─── Passage ───

TMJ disorders are common and the cause is often multifactorial. The main symptom of TMJ disorder is pain in the jaw area. Other symptoms can include clicking or locking of the jaw, swelling of the joint, headaches, dizziness, restricted jaw movement, ear pain, ringing in the ears and hearing problems. Talking or chewing may become difficult and painful if you have issues with your TMJ. 

Causes for TMJ disorders vary. It can be caused by a problem within the joint, such as inflammation, structural irregularity or degeneration. Or it can be caused by structures outside of the joint, such as muscle spasm, tension due to poor postural positioning, or direct injury to the jaw area. 

Inflammation can result from direct trauma to the joint (such as a direct blow like falling onto your jaw), or indirect trauma (such as whiplash injuries or excessive chewing or grinding of your teeth). Chronic overstraining of your TMJ through excessive chewing, constant teeth grinding, clenching of your jaw or postural tension can initiate the development of arthritis in your TMJ, which can also lead to an inflamed joint. 

Structural irregularities can also develop after any of the direct or indirect traumas mentioned above. Some people have a hypermobile, loose TMJ, which moves out of place frequently when they chew, open their mouth wide, or even talk. Repetitive excessive movement due to hypermobility can damage the joint over time.  

There is a very strong correlation between TMJ disorders and posture. Poor posture, such as the typical “forward head, poking chin” posture, puts strain on the muscles of your jaw. These muscles attach at or near your TMJ. Therefore, the constant tension in these muscles can strain your TMJ, eventually causing jaw pain and problems with the joint. 

When you consult us at Just Physio with jaw pain or problems with your TMJ, we will always assess your head, neck and shoulders along with your TMJ. The first session with us always starts with a discussion of your history, symptoms, general lifestyle, previous medical history, and your expectations of our treatment. We will specifically ask you whether you’ve had a previous head, neck, or facial trauma or surgery, as well as dental matters like whether you grind your teeth, clench your jaw or have had long dental procedures. 

The main aims of our treatment will be to address your main concerns based on the problems we found during the physical assessment. Our focus will mainly be on relieving your pain, minimising stiffness, and improving or restoring the proper functioning of your jaw.

─── Recorded data ───

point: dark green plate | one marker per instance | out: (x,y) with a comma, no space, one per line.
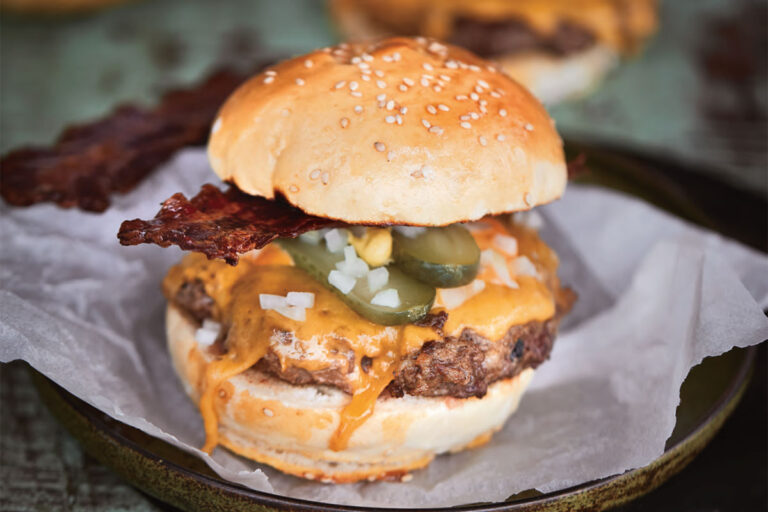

───

— Problem details —
Render this sentence from the passage on TMJ disorders into Spanish: "The main symptom of TMJ disorder is pain in the jaw area."

— Exercise result —
El síntoma principal del trastorno de la ATM es el dolor en la zona de la mandíbula.